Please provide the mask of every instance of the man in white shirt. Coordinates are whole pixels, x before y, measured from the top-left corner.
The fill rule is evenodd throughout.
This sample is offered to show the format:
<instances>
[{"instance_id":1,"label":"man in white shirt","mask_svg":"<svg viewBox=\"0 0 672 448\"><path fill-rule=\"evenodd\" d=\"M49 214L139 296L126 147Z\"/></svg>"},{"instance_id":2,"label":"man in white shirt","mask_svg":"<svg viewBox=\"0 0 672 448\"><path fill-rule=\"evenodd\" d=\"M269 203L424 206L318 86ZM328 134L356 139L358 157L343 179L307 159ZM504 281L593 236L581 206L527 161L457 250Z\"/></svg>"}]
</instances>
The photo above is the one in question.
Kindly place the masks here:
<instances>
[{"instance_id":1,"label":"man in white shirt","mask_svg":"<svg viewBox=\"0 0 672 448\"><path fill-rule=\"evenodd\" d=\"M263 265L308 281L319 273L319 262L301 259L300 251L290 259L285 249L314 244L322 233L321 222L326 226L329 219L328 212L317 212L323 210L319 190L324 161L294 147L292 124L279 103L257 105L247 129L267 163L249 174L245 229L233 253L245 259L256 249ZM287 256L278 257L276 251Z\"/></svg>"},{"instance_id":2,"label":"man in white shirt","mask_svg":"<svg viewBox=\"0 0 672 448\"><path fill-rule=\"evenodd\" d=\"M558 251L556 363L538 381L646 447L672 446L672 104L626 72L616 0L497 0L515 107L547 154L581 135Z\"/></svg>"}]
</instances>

**********

PROBLEM DESCRIPTION -> Copy out the entries above, substituting "Please" for "Kindly" and changing nothing else.

EXERCISE RESPONSE ->
Please provide the mask of every instance of the man in white shirt. Coordinates are whole pixels, x before y, measured from the top-left corner.
The fill rule is evenodd throughout.
This sample is offered to show the format:
<instances>
[{"instance_id":1,"label":"man in white shirt","mask_svg":"<svg viewBox=\"0 0 672 448\"><path fill-rule=\"evenodd\" d=\"M49 214L139 296L126 147Z\"/></svg>"},{"instance_id":2,"label":"man in white shirt","mask_svg":"<svg viewBox=\"0 0 672 448\"><path fill-rule=\"evenodd\" d=\"M269 203L424 206L318 86ZM328 134L356 139L358 157L343 179L307 159ZM504 281L593 236L581 206L527 161L457 250Z\"/></svg>"}]
</instances>
The photo above is the one in question.
Please place the masks here:
<instances>
[{"instance_id":1,"label":"man in white shirt","mask_svg":"<svg viewBox=\"0 0 672 448\"><path fill-rule=\"evenodd\" d=\"M263 265L308 281L319 273L319 262L301 259L300 251L290 259L285 249L314 244L322 233L321 222L326 226L329 219L328 212L317 212L323 210L319 190L324 161L294 147L292 124L279 103L257 105L247 129L267 163L249 174L245 229L233 253L245 259L256 249ZM287 256L278 257L276 251Z\"/></svg>"},{"instance_id":2,"label":"man in white shirt","mask_svg":"<svg viewBox=\"0 0 672 448\"><path fill-rule=\"evenodd\" d=\"M558 251L556 363L538 381L646 447L672 446L672 104L626 72L616 0L497 0L515 107L547 154L581 135Z\"/></svg>"}]
</instances>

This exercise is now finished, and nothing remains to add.